Collection entries:
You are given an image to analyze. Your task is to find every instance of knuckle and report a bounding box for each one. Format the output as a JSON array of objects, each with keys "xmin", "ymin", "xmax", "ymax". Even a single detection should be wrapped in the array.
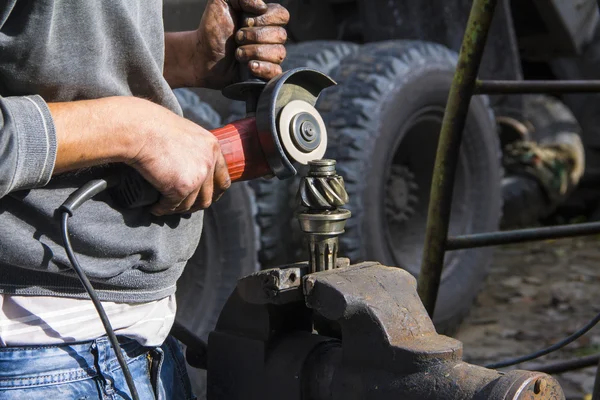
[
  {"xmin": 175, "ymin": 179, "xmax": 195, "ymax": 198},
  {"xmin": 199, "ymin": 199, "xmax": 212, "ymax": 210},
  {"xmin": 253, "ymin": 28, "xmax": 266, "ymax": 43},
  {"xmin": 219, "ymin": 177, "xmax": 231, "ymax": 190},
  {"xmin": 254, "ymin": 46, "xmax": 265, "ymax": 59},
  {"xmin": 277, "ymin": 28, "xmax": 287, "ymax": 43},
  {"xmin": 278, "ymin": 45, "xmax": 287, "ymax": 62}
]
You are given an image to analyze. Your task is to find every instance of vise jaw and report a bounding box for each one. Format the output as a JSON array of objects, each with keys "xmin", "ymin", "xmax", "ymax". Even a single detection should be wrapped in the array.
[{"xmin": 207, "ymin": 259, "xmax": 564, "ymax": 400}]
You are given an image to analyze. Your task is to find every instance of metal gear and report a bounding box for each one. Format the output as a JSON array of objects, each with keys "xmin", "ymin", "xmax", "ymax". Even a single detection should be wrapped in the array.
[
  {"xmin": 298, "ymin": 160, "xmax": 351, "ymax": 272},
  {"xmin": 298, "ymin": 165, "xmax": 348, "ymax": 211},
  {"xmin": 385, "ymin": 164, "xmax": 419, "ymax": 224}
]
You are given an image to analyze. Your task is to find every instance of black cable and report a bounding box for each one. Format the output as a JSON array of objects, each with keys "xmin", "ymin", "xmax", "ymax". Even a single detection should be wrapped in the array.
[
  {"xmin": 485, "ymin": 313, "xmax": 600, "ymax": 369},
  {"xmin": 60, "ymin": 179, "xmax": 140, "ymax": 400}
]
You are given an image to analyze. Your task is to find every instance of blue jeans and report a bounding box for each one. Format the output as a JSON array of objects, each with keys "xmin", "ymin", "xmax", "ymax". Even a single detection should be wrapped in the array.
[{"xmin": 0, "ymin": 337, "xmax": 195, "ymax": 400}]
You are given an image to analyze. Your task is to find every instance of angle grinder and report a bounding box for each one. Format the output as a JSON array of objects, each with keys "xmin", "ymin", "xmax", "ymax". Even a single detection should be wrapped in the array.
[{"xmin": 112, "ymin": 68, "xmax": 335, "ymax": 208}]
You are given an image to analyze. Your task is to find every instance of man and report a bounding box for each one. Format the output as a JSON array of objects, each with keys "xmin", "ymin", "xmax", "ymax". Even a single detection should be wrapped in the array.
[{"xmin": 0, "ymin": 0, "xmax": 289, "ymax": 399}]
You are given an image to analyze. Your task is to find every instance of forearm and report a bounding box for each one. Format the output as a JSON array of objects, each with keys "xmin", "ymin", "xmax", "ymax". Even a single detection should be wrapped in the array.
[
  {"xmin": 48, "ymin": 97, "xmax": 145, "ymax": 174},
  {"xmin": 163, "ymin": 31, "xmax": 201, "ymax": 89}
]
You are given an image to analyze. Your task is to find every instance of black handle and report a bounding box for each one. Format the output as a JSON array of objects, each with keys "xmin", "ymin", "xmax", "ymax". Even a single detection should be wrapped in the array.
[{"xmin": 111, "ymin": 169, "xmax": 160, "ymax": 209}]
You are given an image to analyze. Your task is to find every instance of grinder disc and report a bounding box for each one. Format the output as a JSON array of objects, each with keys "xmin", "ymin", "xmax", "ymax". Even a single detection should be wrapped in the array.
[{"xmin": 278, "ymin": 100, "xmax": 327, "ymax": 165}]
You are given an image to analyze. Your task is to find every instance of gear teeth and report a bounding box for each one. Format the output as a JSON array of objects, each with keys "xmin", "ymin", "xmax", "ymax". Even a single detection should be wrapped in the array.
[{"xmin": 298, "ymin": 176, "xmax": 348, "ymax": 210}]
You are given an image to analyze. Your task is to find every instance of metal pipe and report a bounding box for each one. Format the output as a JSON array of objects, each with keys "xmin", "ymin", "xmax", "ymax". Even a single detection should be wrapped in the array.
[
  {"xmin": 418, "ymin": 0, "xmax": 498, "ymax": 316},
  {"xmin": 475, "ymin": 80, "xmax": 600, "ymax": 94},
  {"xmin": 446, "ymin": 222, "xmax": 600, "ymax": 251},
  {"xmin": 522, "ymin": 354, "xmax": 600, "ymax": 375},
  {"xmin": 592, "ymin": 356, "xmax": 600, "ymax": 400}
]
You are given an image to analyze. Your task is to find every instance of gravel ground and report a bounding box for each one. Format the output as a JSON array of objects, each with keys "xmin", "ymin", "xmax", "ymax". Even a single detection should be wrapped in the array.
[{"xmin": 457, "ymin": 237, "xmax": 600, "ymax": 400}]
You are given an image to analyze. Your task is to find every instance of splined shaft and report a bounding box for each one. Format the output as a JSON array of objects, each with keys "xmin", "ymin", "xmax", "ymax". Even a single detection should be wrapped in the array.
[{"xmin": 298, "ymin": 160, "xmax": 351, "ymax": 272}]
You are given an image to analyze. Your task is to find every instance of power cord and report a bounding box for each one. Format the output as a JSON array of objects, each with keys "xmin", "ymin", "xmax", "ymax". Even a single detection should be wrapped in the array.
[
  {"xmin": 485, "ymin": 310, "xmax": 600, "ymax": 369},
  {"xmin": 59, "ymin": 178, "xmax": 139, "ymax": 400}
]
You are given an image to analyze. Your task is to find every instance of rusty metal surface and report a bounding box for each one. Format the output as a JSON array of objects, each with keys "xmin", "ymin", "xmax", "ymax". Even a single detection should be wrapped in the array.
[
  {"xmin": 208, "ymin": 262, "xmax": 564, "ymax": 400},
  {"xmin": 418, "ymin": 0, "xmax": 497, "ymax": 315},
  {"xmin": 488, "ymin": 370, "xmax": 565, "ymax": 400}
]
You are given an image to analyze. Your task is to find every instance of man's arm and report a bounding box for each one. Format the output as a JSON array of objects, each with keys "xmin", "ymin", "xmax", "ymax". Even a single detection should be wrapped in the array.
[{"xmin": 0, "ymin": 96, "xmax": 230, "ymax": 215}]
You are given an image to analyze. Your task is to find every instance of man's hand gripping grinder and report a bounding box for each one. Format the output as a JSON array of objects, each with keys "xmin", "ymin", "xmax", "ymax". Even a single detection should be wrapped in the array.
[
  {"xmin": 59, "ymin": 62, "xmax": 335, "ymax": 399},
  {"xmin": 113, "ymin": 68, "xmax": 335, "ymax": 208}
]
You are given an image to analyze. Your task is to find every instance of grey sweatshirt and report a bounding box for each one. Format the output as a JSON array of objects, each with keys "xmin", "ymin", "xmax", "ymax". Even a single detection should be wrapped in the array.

* [Given request]
Copy the records above word for word, starting with the line that contains "of man's hand" and continuing through the final line of the records.

* [Full answer]
You are given an image to analyze. Your task is to find every instance of man's hand gripping grinder and report a bounding box for each one. Format the output as a JSON array of objects, each with keys "xmin", "ymin", "xmax", "ymax". Even a single detection should be wrapped in the array.
[
  {"xmin": 59, "ymin": 62, "xmax": 335, "ymax": 399},
  {"xmin": 113, "ymin": 68, "xmax": 335, "ymax": 208}
]
You are given an image to analyze. Your task is to find every instance of grey sweatshirt and report a bounding box for each one. Format the output as a JSON array of objects, each with keys "xmin", "ymin", "xmax", "ymax". Even a single detection should be wrapped in the array.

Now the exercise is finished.